→ **ACTION ITEM**
Report back every line of the entries that contains "outline", exactly as written.
--- START ---
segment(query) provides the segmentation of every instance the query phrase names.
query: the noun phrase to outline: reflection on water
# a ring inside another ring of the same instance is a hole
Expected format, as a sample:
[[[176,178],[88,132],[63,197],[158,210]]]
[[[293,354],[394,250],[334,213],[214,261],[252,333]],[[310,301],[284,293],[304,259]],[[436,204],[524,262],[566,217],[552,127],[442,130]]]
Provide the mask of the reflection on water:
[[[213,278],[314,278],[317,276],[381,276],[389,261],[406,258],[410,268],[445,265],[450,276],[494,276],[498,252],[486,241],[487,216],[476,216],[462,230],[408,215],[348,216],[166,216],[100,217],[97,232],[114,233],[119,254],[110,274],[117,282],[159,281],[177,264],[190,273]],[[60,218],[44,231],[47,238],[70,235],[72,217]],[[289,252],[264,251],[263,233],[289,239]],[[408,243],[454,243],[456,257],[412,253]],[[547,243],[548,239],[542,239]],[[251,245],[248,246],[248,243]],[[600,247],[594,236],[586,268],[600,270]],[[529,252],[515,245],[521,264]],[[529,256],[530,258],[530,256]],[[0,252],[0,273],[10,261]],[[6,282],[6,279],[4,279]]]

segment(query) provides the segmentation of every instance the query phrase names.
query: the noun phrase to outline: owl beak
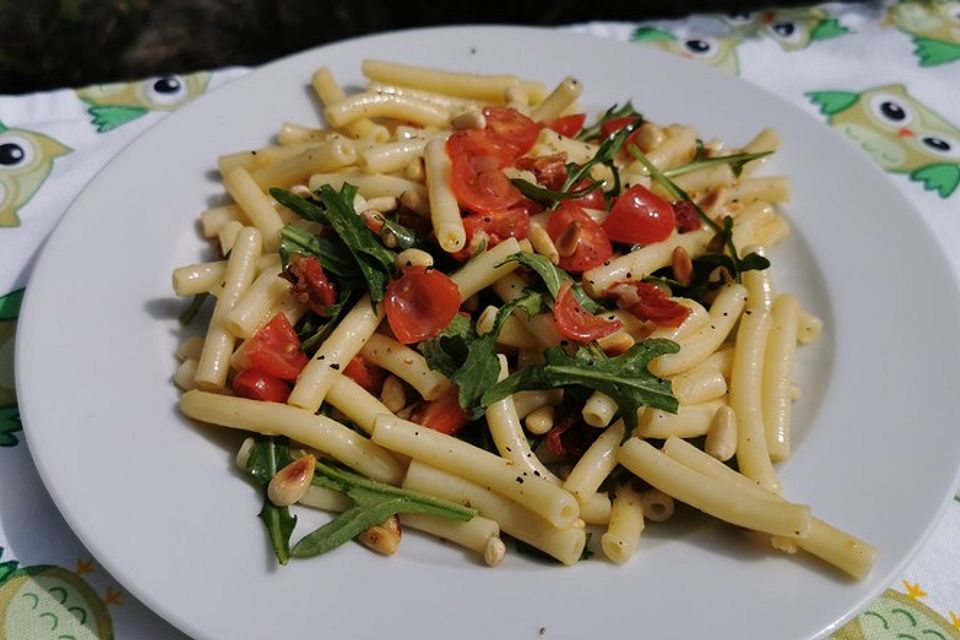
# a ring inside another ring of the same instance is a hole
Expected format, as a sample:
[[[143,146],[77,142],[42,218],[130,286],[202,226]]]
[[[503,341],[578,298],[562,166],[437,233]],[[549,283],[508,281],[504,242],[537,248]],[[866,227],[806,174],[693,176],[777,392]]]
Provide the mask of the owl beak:
[[[770,24],[770,23],[772,23],[772,22],[773,22],[773,11],[764,11],[764,12],[760,15],[760,21],[761,21],[763,24]]]
[[[900,127],[900,130],[897,131],[897,135],[901,138],[912,138],[915,134],[907,127]]]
--- END ---
→ **WRITTEN RESPONSE**
query: the noun phrase to outline: reflection on water
query: the noun phrase to outline: owl beak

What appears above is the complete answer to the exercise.